TAREA PENDIENTE: Cita completo el texto sobre la neurodivergencia y el trabajo en un entorno adaptado, sin alterar ninguna palabra ni signo.

TEXTO MOSTRADO:
Hoy aprovecho las riquezas insospechadas de esta neurodivergencia, y eso sólo desde hace unos pocos meses. A los 46 años, sigo redescubriéndome con cada paso. Y si alguien me hubiera dicho antes que esa palabra, "discapacidad", podía liberarme más que encerrarme, habría tal vez sufrido menos. Por eso hoy escribo. Para que otras personas, madres, padres, docentes, terapeutas, no teman tanto las etiquetas. A veces, nombrar permite respirar. Y respirar, en mi caso, fue volver a vivir.

Un entorno adaptado para un cerebro singular: eligiendo la autonomía frente a la sobrecarga sensorial

Es evidente que me hice autónoma para ejercer el oficio que amo, pero también para trabajar en condiciones adaptadas a mi perfil neurosingular. Lejos de los open spaces y sin tener que justificar mi "discapacidad" ante un empleador. Sin embargo, este entorno de trabajo personalizado no es un lujo: es una necesidad.

Además del TDA, soy altamente sensible al ruido, a la luz, a las emociones. En un open space, más allá de sentir intensamente la presencia de los demás, no veo gran interés cognitivo. Es una acumulación constante de sobrecarga sensorial sin propósito funcional. Las emociones de otros, su cerebro que funciona de forma holística, los percibo como una piel que toca otra piel: directo, sin filtro, como si fuera una prolongación mía.

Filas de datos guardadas
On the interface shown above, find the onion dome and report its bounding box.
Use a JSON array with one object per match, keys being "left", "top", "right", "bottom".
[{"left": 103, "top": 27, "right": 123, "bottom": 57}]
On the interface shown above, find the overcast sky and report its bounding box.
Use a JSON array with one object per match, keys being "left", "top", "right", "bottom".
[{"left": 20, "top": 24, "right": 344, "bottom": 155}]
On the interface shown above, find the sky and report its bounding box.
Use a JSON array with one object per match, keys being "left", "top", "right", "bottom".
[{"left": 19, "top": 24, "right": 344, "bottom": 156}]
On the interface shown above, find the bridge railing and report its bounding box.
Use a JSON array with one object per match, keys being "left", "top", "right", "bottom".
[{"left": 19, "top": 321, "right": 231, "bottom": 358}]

RECUADRO DE RESPUESTA:
Hoy aprovecho las riquezas insospechadas de esta neurodivergencia, y eso sólo desde hace unos pocos meses. A los 46 años, sigo redescubriéndome con cada paso. Y si alguien me hubiera dicho antes que esa palabra, "discapacidad", podía liberarme más que encerrarme, habría tal vez sufrido menos. Por eso hoy escribo. Para que otras personas, madres, padres, docentes, terapeutas, no teman tanto las etiquetas. A veces, nombrar permite respirar. Y respirar, en mi caso, fue volver a vivir.

Un entorno adaptado para un cerebro singular: eligiendo la autonomía frente a la sobrecarga sensorial

Es evidente que me hice autónoma para ejercer el oficio que amo, pero también para trabajar en condiciones adaptadas a mi perfil neurosingular. Lejos de los open spaces y sin tener que justificar mi "discapacidad" ante un empleador. Sin embargo, este entorno de trabajo personalizado no es un lujo: es una necesidad.

Además del TDA, soy altamente sensible al ruido, a la luz, a las emociones. En un open space, más allá de sentir intensamente la presencia de los demás, no veo gran interés cognitivo. Es una acumulación constante de sobrecarga sensorial sin propósito funcional. Las emociones de otros, su cerebro que funciona de forma holística, los percibo como una piel que toca otra piel: directo, sin filtro, como si fuera una prolongación mía.